■ GIVEN TASK ■
Rewrite the lines below as a JSON list of strings, one string per line, leaving out any blank lines.
EXTRACTED RECORDS start
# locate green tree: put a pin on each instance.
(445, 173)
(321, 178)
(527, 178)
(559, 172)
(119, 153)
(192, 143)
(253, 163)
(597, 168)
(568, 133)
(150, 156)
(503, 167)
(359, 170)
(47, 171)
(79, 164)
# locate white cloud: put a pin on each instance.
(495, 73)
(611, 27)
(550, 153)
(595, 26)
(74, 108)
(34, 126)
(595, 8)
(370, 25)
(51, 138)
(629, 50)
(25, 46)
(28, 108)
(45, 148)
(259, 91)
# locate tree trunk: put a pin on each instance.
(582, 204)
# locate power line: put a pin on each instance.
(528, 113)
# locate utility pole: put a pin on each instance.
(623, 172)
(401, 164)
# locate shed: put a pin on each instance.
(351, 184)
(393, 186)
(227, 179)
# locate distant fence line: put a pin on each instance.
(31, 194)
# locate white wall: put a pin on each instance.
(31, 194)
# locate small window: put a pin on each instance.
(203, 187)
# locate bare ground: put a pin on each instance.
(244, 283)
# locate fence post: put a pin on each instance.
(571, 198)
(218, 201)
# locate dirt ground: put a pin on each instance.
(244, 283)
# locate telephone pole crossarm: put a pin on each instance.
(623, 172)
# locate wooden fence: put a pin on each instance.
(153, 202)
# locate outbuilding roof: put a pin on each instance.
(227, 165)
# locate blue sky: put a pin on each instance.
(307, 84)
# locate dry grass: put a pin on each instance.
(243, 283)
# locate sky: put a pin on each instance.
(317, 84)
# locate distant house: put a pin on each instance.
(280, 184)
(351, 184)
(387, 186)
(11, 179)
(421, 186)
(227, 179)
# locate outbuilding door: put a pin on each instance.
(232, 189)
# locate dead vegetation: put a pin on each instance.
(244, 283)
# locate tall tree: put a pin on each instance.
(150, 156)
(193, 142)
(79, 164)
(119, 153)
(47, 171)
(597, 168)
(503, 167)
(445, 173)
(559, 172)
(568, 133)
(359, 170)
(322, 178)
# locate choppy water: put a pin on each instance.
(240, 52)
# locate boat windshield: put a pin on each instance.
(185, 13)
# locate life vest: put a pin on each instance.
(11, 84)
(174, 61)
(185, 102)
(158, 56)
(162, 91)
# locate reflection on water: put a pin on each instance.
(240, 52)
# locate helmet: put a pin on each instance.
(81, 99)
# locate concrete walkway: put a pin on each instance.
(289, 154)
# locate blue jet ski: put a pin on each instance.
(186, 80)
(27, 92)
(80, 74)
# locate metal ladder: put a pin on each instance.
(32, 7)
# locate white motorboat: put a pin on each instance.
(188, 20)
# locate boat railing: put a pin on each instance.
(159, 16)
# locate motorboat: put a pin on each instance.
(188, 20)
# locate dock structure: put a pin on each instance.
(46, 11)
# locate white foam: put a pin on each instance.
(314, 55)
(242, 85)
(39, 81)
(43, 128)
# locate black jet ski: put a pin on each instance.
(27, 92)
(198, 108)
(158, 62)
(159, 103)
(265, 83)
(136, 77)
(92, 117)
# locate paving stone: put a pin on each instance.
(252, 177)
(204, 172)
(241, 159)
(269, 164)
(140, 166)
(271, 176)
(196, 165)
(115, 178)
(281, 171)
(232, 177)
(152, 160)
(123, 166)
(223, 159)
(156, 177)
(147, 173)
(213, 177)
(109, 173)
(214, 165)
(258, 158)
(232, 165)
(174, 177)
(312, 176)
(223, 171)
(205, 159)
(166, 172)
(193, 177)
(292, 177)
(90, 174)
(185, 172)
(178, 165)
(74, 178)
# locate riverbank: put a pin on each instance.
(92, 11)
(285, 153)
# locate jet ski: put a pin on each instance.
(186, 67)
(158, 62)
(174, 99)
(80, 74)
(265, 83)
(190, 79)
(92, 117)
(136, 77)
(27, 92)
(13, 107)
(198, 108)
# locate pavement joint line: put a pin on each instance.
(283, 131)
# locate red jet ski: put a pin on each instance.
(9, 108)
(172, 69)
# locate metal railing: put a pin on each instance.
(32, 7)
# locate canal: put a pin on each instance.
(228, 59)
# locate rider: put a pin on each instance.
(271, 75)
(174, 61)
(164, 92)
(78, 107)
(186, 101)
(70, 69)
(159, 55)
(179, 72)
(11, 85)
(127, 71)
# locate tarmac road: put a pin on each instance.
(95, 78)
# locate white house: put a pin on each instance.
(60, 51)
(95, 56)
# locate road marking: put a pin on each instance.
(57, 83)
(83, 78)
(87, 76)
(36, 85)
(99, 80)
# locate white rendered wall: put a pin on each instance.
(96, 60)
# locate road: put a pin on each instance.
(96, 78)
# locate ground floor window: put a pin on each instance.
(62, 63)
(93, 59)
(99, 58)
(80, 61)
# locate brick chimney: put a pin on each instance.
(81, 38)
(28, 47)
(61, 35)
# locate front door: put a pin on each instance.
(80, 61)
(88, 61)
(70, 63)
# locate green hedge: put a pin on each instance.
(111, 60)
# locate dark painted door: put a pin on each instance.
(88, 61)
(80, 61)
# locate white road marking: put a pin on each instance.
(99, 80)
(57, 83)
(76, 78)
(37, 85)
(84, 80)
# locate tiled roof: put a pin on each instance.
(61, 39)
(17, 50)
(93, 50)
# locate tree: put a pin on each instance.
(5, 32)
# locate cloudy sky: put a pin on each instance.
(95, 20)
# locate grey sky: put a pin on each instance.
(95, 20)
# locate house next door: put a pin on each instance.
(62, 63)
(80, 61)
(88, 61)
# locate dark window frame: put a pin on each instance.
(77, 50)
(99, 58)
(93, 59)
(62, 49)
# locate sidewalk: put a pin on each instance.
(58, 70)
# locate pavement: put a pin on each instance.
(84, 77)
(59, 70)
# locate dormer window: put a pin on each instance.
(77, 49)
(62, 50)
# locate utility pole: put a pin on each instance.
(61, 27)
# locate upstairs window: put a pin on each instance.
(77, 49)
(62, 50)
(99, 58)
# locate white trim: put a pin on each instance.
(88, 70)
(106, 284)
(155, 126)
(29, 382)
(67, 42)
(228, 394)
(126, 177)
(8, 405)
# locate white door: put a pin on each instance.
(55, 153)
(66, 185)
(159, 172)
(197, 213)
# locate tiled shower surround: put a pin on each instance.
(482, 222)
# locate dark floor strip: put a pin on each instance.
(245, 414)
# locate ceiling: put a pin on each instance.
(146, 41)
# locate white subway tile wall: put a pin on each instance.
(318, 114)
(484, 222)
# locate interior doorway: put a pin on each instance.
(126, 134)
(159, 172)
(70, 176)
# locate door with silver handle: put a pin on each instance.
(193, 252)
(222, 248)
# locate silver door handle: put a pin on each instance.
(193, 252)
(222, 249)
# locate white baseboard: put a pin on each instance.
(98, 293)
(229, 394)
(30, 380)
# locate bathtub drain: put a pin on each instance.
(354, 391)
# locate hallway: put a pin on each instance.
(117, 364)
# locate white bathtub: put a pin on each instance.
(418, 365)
EXTRACTED RECORDS end
■ FINISHED TASK ■
[
  "# locate green tree: put a pin on each instance.",
  "(445, 173)",
  "(321, 178)",
  "(527, 178)",
  "(559, 172)",
  "(119, 153)",
  "(192, 143)",
  "(253, 163)",
  "(597, 168)",
  "(568, 133)",
  "(150, 156)",
  "(503, 167)",
  "(359, 170)",
  "(47, 171)",
  "(79, 164)",
  "# locate white cloud: put a pin on each instance.",
  "(495, 73)",
  "(611, 27)",
  "(550, 153)",
  "(595, 26)",
  "(74, 108)",
  "(34, 126)",
  "(595, 8)",
  "(370, 25)",
  "(51, 138)",
  "(629, 50)",
  "(25, 46)",
  "(28, 108)",
  "(45, 148)",
  "(259, 91)",
  "# locate tree trunk: put a pin on each instance.",
  "(582, 204)",
  "# locate power line: put a pin on each instance.",
  "(528, 113)",
  "# locate utility pole: put a pin on each instance.",
  "(623, 172)",
  "(401, 164)",
  "# locate shed: put a pin on each instance.",
  "(351, 184)",
  "(393, 186)",
  "(227, 179)",
  "# locate distant fence line: put a pin on each instance.",
  "(31, 194)",
  "# locate white wall: put a pin on each instance.",
  "(31, 194)",
  "# locate small window: put a pin on each instance.",
  "(203, 187)",
  "# locate bare ground: put a pin on each instance.",
  "(244, 283)",
  "# locate fence post: put a pin on each instance.",
  "(571, 198)",
  "(218, 201)",
  "# locate dirt ground: put a pin on each instance.",
  "(244, 283)",
  "# locate telephone pole crossarm: put a pin on each instance.",
  "(623, 172)",
  "# locate wooden fence: put a pin on each instance.",
  "(153, 202)",
  "# locate outbuilding roof: put a pin on each instance.",
  "(227, 165)",
  "# locate blue sky: put a pin on each instance.",
  "(307, 84)",
  "# locate dry grass: put a pin on each instance.",
  "(243, 283)",
  "# locate sky: put a pin on each instance.",
  "(317, 84)",
  "# locate distant house: put a pin on each instance.",
  "(280, 184)",
  "(351, 184)",
  "(387, 186)",
  "(11, 179)",
  "(421, 186)",
  "(227, 179)",
  "# locate outbuilding door: put a pin on each instance.",
  "(232, 189)",
  "# locate dead vegetation: put a pin on each instance.",
  "(244, 283)",
  "# locate tall tree: put a pin on each instance.",
  "(150, 156)",
  "(193, 142)",
  "(79, 164)",
  "(119, 153)",
  "(47, 171)",
  "(597, 168)",
  "(503, 167)",
  "(445, 173)",
  "(559, 172)",
  "(568, 133)",
  "(359, 170)",
  "(322, 178)",
  "# locate choppy water: put a pin on each instance.",
  "(240, 52)",
  "# locate boat windshield: put a pin on each instance.",
  "(185, 13)",
  "# locate life vest: put a pin on each instance.",
  "(11, 84)",
  "(174, 61)",
  "(185, 102)",
  "(158, 56)",
  "(162, 91)",
  "# locate reflection on water: put a pin on each instance.",
  "(240, 52)",
  "# locate helmet: put a pin on each instance.",
  "(81, 99)",
  "# locate concrete walkway: put a pin on each instance.",
  "(289, 154)",
  "# locate blue jet ski: put a pin on each instance.",
  "(186, 80)",
  "(27, 92)",
  "(80, 74)",
  "# locate metal ladder: put a pin on each instance.",
  "(32, 7)",
  "# locate white motorboat: put a pin on each instance.",
  "(188, 20)",
  "# locate boat railing: put a pin on each instance.",
  "(159, 16)",
  "# locate motorboat: put a pin on each instance.",
  "(188, 20)",
  "# locate dock structure: put a pin on each instance.",
  "(46, 11)",
  "# locate white foam: put a pin on each instance.",
  "(314, 55)",
  "(242, 85)",
  "(39, 81)",
  "(43, 128)",
  "# locate black jet ski: put a pin on each instance.",
  "(27, 92)",
  "(198, 108)",
  "(158, 62)",
  "(159, 103)",
  "(265, 83)",
  "(136, 77)",
  "(92, 117)",
  "# locate paving stone: put a pin on each instance.",
  "(252, 177)",
  "(204, 172)",
  "(241, 159)",
  "(269, 164)",
  "(140, 166)",
  "(271, 176)",
  "(196, 165)",
  "(115, 178)",
  "(281, 171)",
  "(232, 177)",
  "(152, 160)",
  "(123, 166)",
  "(223, 159)",
  "(156, 177)",
  "(147, 173)",
  "(213, 177)",
  "(109, 173)",
  "(214, 165)",
  "(258, 158)",
  "(232, 165)",
  "(174, 177)",
  "(312, 176)",
  "(223, 171)",
  "(205, 159)",
  "(166, 172)",
  "(193, 177)",
  "(292, 177)",
  "(90, 174)",
  "(185, 172)",
  "(178, 165)",
  "(74, 178)",
  "# locate riverbank: put a pin on each instance.",
  "(92, 11)",
  "(285, 153)",
  "# locate jet ski: put a pin on each instance.",
  "(186, 67)",
  "(158, 62)",
  "(174, 99)",
  "(80, 74)",
  "(265, 83)",
  "(190, 79)",
  "(92, 117)",
  "(136, 77)",
  "(27, 92)",
  "(13, 107)",
  "(198, 108)",
  "# locate pavement joint line: put a pin on each instance.",
  "(283, 131)",
  "# locate red jet ski: put a pin on each instance.",
  "(9, 108)",
  "(172, 69)",
  "# locate metal railing: put a pin on each instance.",
  "(32, 7)",
  "# locate canal: put a pin on each instance.",
  "(228, 59)",
  "# locate rider: put a pin on each instance.",
  "(271, 75)",
  "(174, 61)",
  "(164, 92)",
  "(78, 107)",
  "(186, 101)",
  "(70, 69)",
  "(159, 55)",
  "(179, 72)",
  "(11, 85)",
  "(127, 71)",
  "# locate tarmac road: put a pin on each instance.",
  "(95, 78)",
  "# locate white house: put a pin on each instance.",
  "(60, 51)",
  "(95, 56)",
  "# locate road marking: put a pin on each instance.",
  "(57, 83)",
  "(83, 78)",
  "(87, 76)",
  "(36, 85)",
  "(99, 80)",
  "# locate white rendered wall: put a pin on each instance.",
  "(96, 60)",
  "# locate road: put a pin on each instance.",
  "(96, 78)",
  "# locate ground floor window: put a pin on each instance.",
  "(62, 63)",
  "(93, 59)",
  "(99, 58)",
  "(80, 61)",
  "# locate brick chimney: put a pin on each instance.",
  "(81, 38)",
  "(28, 47)",
  "(61, 35)",
  "# locate front door: put a pin on each instance.",
  "(80, 61)",
  "(88, 61)",
  "(70, 63)",
  "# locate green hedge: put a pin on each instance.",
  "(111, 60)",
  "# locate dark painted door: put a pin on each instance.",
  "(88, 61)",
  "(80, 61)",
  "# locate white road marking: put a pin on each instance.",
  "(99, 80)",
  "(57, 83)",
  "(76, 78)",
  "(37, 85)",
  "(84, 80)",
  "# locate tiled roof: put a pin on each instance.",
  "(61, 39)",
  "(17, 50)",
  "(93, 50)",
  "# locate tree: put a pin on each instance.",
  "(5, 32)",
  "# locate cloudy sky: put a pin on each instance.",
  "(95, 20)",
  "# locate grey sky: put a pin on each instance.",
  "(95, 20)",
  "# locate house next door: put a pin on each instance.",
  "(62, 63)",
  "(80, 61)",
  "(88, 61)",
  "# locate dark window frame: put a pin on each instance.",
  "(77, 50)",
  "(99, 58)",
  "(93, 59)",
  "(62, 49)",
  "# locate sidewalk: put a pin on each instance.",
  "(58, 70)",
  "# locate pavement: put a pin on each instance.",
  "(84, 77)",
  "(59, 70)",
  "# locate dormer window: put a pin on each instance.",
  "(77, 49)",
  "(62, 50)",
  "# locate utility pole: put a pin on each instance.",
  "(61, 27)",
  "# locate upstairs window: put a pin on each instance.",
  "(77, 49)",
  "(62, 50)",
  "(99, 58)",
  "# locate white trim: put a pin on each instance.",
  "(88, 70)",
  "(106, 284)",
  "(155, 126)",
  "(29, 382)",
  "(67, 42)",
  "(228, 394)",
  "(126, 177)",
  "(8, 405)",
  "# locate white door: put a pin on each instance.",
  "(55, 153)",
  "(66, 185)",
  "(159, 172)",
  "(197, 213)",
  "# locate tiled shower surround: put a pin on each instance.",
  "(482, 222)",
  "# locate dark floor strip: put a pin on each instance.",
  "(245, 414)",
  "# locate ceiling: put a pin on each instance.",
  "(146, 41)",
  "# locate white subway tile wall: put a pin on each instance.",
  "(318, 114)",
  "(484, 222)",
  "# locate interior doorway: put a pin on each instance.",
  "(126, 134)",
  "(159, 172)",
  "(70, 176)",
  "# locate door with silver handle: put a pin on each instance.",
  "(193, 252)",
  "(222, 248)",
  "# locate silver door handle: put a pin on each instance.",
  "(193, 252)",
  "(222, 249)",
  "# locate white baseboard: put a pin on each instance.",
  "(98, 293)",
  "(229, 394)",
  "(30, 380)",
  "# locate bathtub drain: put a pin on each instance.",
  "(354, 391)",
  "# locate hallway: put a pin on each instance.",
  "(117, 364)",
  "# locate white bathtub: put a pin on each instance.",
  "(418, 365)"
]